**题目**
请从数据开头起，到包含“303 526 L 407”的那一行止（首尾两行均包括在内），将这部分重新写出，只把其中的“frosting”替换为“icing”，其余内容保持不变。答案中请略去图片，也不要写出这部分以外的内容。

_ _ _

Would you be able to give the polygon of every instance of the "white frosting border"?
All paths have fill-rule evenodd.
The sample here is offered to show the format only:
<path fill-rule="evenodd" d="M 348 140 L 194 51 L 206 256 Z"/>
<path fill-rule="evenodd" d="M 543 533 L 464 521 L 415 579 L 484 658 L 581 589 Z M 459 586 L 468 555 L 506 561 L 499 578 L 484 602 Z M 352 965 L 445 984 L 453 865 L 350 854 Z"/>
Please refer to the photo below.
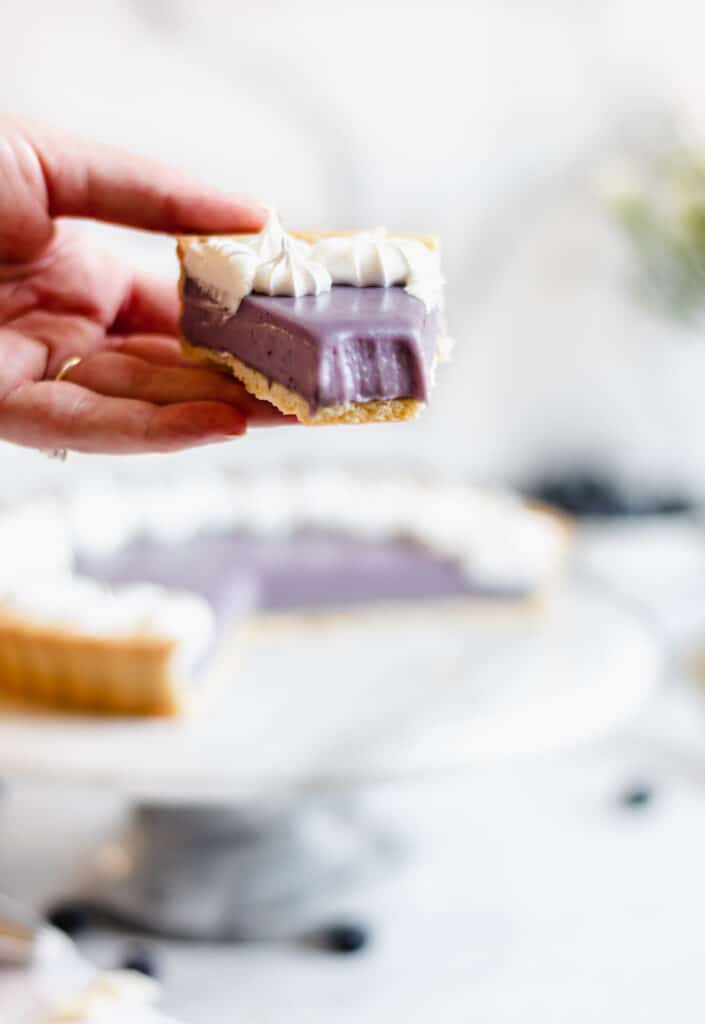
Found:
<path fill-rule="evenodd" d="M 303 526 L 407 538 L 455 559 L 479 587 L 527 594 L 557 574 L 566 550 L 557 517 L 510 493 L 461 483 L 342 470 L 213 472 L 155 486 L 113 479 L 0 511 L 0 609 L 91 635 L 172 640 L 174 669 L 188 676 L 212 644 L 209 603 L 155 584 L 83 579 L 75 555 L 107 555 L 138 535 L 177 545 L 202 530 L 290 535 Z"/>

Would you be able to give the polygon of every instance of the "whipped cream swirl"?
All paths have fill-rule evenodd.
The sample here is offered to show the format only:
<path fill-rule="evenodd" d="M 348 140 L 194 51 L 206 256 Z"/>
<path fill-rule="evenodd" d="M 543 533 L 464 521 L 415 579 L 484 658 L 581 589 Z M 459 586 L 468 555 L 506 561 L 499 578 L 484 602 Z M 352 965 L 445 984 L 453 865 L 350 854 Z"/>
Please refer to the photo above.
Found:
<path fill-rule="evenodd" d="M 231 314 L 252 292 L 300 298 L 333 285 L 403 285 L 427 309 L 442 304 L 439 254 L 422 242 L 378 228 L 331 236 L 312 246 L 288 234 L 274 210 L 257 234 L 188 241 L 183 261 L 189 275 Z"/>
<path fill-rule="evenodd" d="M 335 285 L 404 285 L 405 291 L 426 308 L 441 304 L 443 279 L 438 253 L 416 239 L 391 238 L 381 229 L 360 231 L 322 239 L 312 252 L 328 268 Z"/>
<path fill-rule="evenodd" d="M 260 295 L 320 295 L 331 290 L 331 275 L 301 246 L 285 236 L 280 252 L 260 263 L 254 275 L 253 291 Z"/>

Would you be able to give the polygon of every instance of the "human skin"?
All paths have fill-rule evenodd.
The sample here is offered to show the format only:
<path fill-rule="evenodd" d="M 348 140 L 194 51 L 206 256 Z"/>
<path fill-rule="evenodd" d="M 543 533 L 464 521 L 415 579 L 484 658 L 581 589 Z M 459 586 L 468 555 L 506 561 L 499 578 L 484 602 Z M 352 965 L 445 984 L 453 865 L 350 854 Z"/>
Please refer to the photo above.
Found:
<path fill-rule="evenodd" d="M 175 281 L 125 265 L 71 217 L 210 233 L 257 230 L 265 214 L 153 161 L 0 115 L 0 439 L 174 452 L 287 422 L 184 361 Z"/>

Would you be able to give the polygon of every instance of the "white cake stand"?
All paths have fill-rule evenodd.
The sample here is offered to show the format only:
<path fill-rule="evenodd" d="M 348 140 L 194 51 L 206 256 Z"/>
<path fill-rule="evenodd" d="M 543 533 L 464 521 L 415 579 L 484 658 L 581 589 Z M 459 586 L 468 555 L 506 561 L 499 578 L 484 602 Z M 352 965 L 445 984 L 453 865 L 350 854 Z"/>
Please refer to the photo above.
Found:
<path fill-rule="evenodd" d="M 184 720 L 3 707 L 3 777 L 139 802 L 83 887 L 118 918 L 211 937 L 303 927 L 397 848 L 357 806 L 365 786 L 596 737 L 661 668 L 636 614 L 577 583 L 521 612 L 287 617 L 245 649 Z"/>

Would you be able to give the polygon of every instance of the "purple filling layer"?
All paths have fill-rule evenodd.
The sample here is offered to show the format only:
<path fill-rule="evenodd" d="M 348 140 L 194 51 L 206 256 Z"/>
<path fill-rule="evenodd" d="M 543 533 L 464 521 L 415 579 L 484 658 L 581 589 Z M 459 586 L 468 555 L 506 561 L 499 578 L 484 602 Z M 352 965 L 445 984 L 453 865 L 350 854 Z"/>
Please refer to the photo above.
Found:
<path fill-rule="evenodd" d="M 335 286 L 300 299 L 249 295 L 234 315 L 186 279 L 181 333 L 321 406 L 427 401 L 440 315 L 402 288 Z"/>
<path fill-rule="evenodd" d="M 520 596 L 473 586 L 453 560 L 411 542 L 323 530 L 266 538 L 201 534 L 178 545 L 139 538 L 107 557 L 84 554 L 78 568 L 112 584 L 149 581 L 196 591 L 210 601 L 221 626 L 256 609 Z"/>

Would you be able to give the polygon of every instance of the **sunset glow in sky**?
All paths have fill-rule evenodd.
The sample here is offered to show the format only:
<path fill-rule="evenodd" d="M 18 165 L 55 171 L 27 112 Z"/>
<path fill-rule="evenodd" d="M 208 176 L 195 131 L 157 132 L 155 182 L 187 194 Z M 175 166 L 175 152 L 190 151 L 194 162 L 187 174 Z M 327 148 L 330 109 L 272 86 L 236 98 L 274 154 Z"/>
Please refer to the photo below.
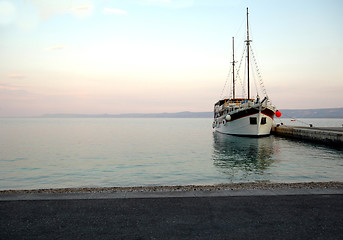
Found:
<path fill-rule="evenodd" d="M 212 111 L 246 7 L 272 102 L 343 107 L 341 0 L 0 0 L 0 116 Z"/>

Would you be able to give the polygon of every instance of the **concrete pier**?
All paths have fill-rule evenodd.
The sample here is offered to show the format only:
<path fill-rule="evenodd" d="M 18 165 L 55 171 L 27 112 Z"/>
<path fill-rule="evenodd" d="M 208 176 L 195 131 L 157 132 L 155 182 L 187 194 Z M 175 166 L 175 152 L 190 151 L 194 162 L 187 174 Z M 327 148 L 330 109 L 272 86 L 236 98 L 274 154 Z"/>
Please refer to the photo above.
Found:
<path fill-rule="evenodd" d="M 272 134 L 343 147 L 343 127 L 273 126 Z"/>

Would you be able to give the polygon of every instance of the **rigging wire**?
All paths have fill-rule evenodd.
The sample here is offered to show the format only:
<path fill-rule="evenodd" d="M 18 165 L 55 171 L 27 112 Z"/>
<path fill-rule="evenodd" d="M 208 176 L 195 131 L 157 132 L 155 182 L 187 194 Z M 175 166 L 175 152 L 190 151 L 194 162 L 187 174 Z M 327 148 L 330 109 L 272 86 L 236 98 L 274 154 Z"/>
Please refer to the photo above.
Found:
<path fill-rule="evenodd" d="M 231 75 L 231 70 L 232 70 L 232 66 L 231 66 L 231 68 L 230 68 L 230 71 L 229 71 L 229 73 L 228 73 L 228 74 L 227 74 L 227 76 L 226 76 L 226 81 L 225 81 L 225 84 L 224 84 L 224 87 L 223 87 L 223 89 L 222 89 L 222 92 L 221 92 L 221 94 L 220 94 L 220 97 L 219 97 L 219 99 L 222 99 L 222 97 L 224 97 L 224 96 L 223 96 L 223 94 L 224 94 L 224 91 L 225 91 L 226 85 L 227 85 L 227 83 L 229 82 L 230 75 Z"/>
<path fill-rule="evenodd" d="M 251 49 L 252 58 L 254 60 L 255 69 L 256 69 L 256 72 L 257 72 L 257 76 L 258 76 L 258 79 L 259 79 L 259 82 L 260 82 L 260 86 L 261 86 L 262 92 L 264 93 L 264 95 L 268 96 L 266 87 L 264 86 L 264 83 L 263 83 L 263 78 L 262 78 L 261 71 L 260 71 L 260 69 L 258 67 L 258 64 L 257 64 L 257 60 L 256 60 L 256 57 L 255 57 L 254 51 L 253 51 L 252 47 L 250 49 Z"/>
<path fill-rule="evenodd" d="M 241 69 L 241 66 L 242 66 L 243 58 L 245 56 L 244 55 L 245 51 L 246 51 L 246 47 L 243 49 L 242 57 L 241 57 L 241 60 L 239 62 L 239 65 L 238 65 L 238 68 L 237 68 L 237 74 L 236 74 L 236 76 L 239 79 L 239 82 L 240 82 L 240 84 L 242 86 L 242 94 L 243 94 L 243 96 L 246 95 L 246 91 L 245 91 L 245 85 L 243 84 L 243 81 L 241 79 L 241 76 L 240 76 L 239 72 L 240 72 L 240 69 Z M 246 68 L 245 68 L 245 71 L 246 71 Z M 245 71 L 244 71 L 244 79 L 245 79 Z"/>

_ _ _

**本题答案**
Would you be able to give the polygon of every instance of the "white icing border"?
All paths have fill-rule evenodd.
The sample here is offered to show the format only:
<path fill-rule="evenodd" d="M 348 140 L 194 51 L 206 256 Z"/>
<path fill-rule="evenodd" d="M 543 533 L 464 521 L 415 579 L 484 658 L 581 589 Z M 459 586 L 468 555 L 506 561 L 499 578 L 484 602 Z M 352 965 L 445 984 L 453 865 L 350 854 Z"/>
Please refer to the photo below.
Found:
<path fill-rule="evenodd" d="M 303 526 L 407 538 L 455 559 L 479 587 L 527 594 L 557 574 L 566 550 L 557 517 L 510 493 L 461 483 L 342 470 L 213 472 L 155 486 L 113 479 L 0 511 L 0 609 L 91 635 L 172 640 L 174 669 L 188 676 L 212 644 L 209 603 L 155 584 L 83 579 L 75 555 L 107 555 L 138 535 L 177 545 L 202 530 L 290 535 Z"/>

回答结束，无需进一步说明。